WHAT YOU WILL DO:
Write out every record below exactly as given. Leave the pictures out.

SOURCE RECORDS:

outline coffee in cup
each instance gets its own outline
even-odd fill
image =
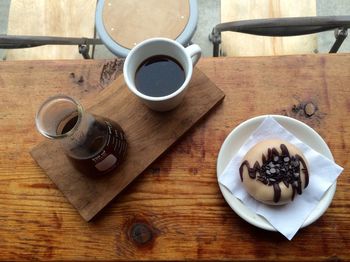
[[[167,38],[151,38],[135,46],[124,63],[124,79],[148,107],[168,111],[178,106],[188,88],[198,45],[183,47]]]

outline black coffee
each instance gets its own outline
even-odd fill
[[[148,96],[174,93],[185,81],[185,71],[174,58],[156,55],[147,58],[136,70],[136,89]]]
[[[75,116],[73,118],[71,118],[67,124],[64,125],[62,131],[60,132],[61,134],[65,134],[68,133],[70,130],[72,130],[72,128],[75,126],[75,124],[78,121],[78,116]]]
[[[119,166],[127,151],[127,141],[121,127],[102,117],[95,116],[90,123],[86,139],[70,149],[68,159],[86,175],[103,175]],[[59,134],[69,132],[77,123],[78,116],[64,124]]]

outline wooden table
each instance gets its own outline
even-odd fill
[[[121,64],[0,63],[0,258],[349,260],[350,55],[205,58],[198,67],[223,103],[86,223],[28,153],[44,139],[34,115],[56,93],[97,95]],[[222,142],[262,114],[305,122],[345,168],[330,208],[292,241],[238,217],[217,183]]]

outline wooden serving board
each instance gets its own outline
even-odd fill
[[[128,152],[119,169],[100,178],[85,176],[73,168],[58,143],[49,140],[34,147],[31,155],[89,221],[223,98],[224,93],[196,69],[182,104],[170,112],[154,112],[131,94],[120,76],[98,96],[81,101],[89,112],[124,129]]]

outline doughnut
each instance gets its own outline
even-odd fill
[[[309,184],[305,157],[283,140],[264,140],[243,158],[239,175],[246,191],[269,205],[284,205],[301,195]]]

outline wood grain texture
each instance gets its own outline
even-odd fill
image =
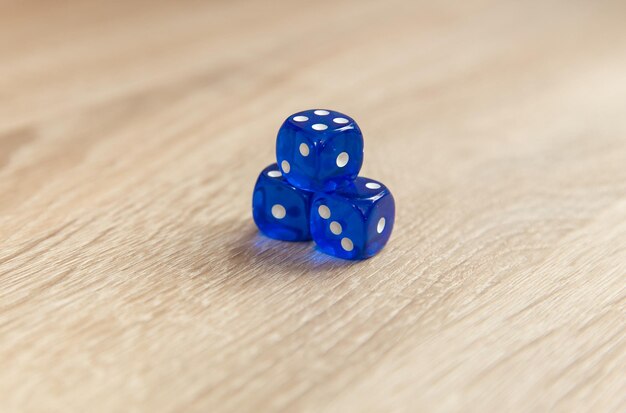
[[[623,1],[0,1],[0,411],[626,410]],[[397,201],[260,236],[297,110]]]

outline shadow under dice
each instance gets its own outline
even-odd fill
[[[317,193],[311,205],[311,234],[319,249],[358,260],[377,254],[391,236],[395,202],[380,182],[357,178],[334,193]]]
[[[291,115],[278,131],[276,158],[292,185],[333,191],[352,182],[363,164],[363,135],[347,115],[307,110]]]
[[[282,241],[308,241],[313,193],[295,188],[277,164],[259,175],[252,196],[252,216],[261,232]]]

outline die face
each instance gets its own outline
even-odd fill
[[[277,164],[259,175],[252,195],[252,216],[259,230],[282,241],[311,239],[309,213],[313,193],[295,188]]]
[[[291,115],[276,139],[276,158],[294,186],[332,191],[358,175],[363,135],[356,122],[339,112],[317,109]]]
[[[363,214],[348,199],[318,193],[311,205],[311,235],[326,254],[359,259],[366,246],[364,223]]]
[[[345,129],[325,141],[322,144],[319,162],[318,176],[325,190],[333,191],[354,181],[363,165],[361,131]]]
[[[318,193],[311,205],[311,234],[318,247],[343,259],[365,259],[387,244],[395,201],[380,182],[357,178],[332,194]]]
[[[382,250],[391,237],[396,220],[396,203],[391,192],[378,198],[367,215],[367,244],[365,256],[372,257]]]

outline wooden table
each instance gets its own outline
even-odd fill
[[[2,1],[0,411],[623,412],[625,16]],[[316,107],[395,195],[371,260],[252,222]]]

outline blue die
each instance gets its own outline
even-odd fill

RESULT:
outline coffee in cup
each instance gets its own outline
even-odd fill
image =
[[[167,38],[151,38],[135,46],[124,63],[124,79],[148,107],[168,111],[178,106],[188,88],[198,45],[183,47]]]

outline black coffee
each instance gets its own outline
even-odd fill
[[[148,96],[174,93],[185,81],[185,71],[174,58],[156,55],[147,58],[136,70],[136,89]]]
[[[75,116],[73,118],[71,118],[67,124],[64,125],[62,131],[60,132],[61,134],[65,134],[68,133],[70,130],[72,130],[72,128],[75,126],[75,124],[78,121],[78,116]]]
[[[119,166],[127,151],[127,141],[121,127],[102,117],[95,116],[90,123],[86,139],[70,149],[68,159],[86,175],[103,175]],[[59,134],[69,132],[77,123],[78,116],[64,124]]]

outline wooden table
each instance gets its own outline
even-odd fill
[[[121,64],[0,63],[0,258],[349,260],[350,55],[205,58],[198,67],[223,103],[86,223],[28,153],[44,139],[34,115],[56,93],[97,95]],[[222,142],[262,114],[305,122],[345,168],[330,208],[292,241],[238,217],[217,183]]]

outline wooden serving board
each instance gets its own outline
even-odd fill
[[[128,152],[119,169],[100,178],[85,176],[73,168],[58,143],[49,140],[34,147],[31,155],[89,221],[223,98],[224,93],[196,69],[182,104],[170,112],[154,112],[131,94],[120,76],[98,96],[81,101],[89,112],[124,129]]]

outline doughnut
each instance gets its own outline
even-odd fill
[[[309,184],[305,157],[283,140],[264,140],[243,158],[239,175],[246,191],[269,205],[284,205],[301,195]]]

outline wood grain texture
each instance gets its own outline
even-odd fill
image =
[[[623,1],[0,1],[0,411],[626,410]],[[397,201],[260,236],[297,110]]]

outline shadow under dice
each instance gets its own outline
even-odd fill
[[[317,193],[311,205],[311,234],[319,249],[358,260],[377,254],[391,236],[395,202],[380,182],[357,178],[334,193]]]
[[[291,115],[278,131],[276,158],[292,185],[333,191],[352,182],[363,164],[363,135],[347,115],[307,110]]]
[[[282,241],[308,241],[313,193],[295,188],[277,164],[259,175],[252,196],[252,216],[261,232]]]

outline die face
each instance gets its own outline
even-odd fill
[[[277,164],[259,175],[252,195],[252,216],[259,230],[282,241],[311,239],[309,213],[313,193],[295,188]]]
[[[291,115],[276,139],[276,158],[294,186],[332,191],[358,175],[363,135],[356,122],[339,112],[317,109]]]
[[[363,214],[348,199],[318,193],[311,205],[311,235],[326,254],[359,259],[366,246],[364,223]]]
[[[345,129],[325,141],[322,144],[319,162],[318,176],[325,190],[333,191],[354,181],[363,165],[361,131]]]
[[[318,193],[311,205],[311,234],[318,247],[343,259],[365,259],[387,244],[395,201],[380,182],[357,178],[332,194]]]
[[[382,250],[391,237],[396,220],[396,203],[391,192],[378,198],[367,215],[367,244],[365,256],[372,257]]]

outline wooden table
each instance gets its own outline
even-odd fill
[[[2,1],[0,411],[623,412],[625,16]],[[316,107],[395,195],[371,260],[252,222]]]

outline blue die
each instance gets its own outline
even-odd fill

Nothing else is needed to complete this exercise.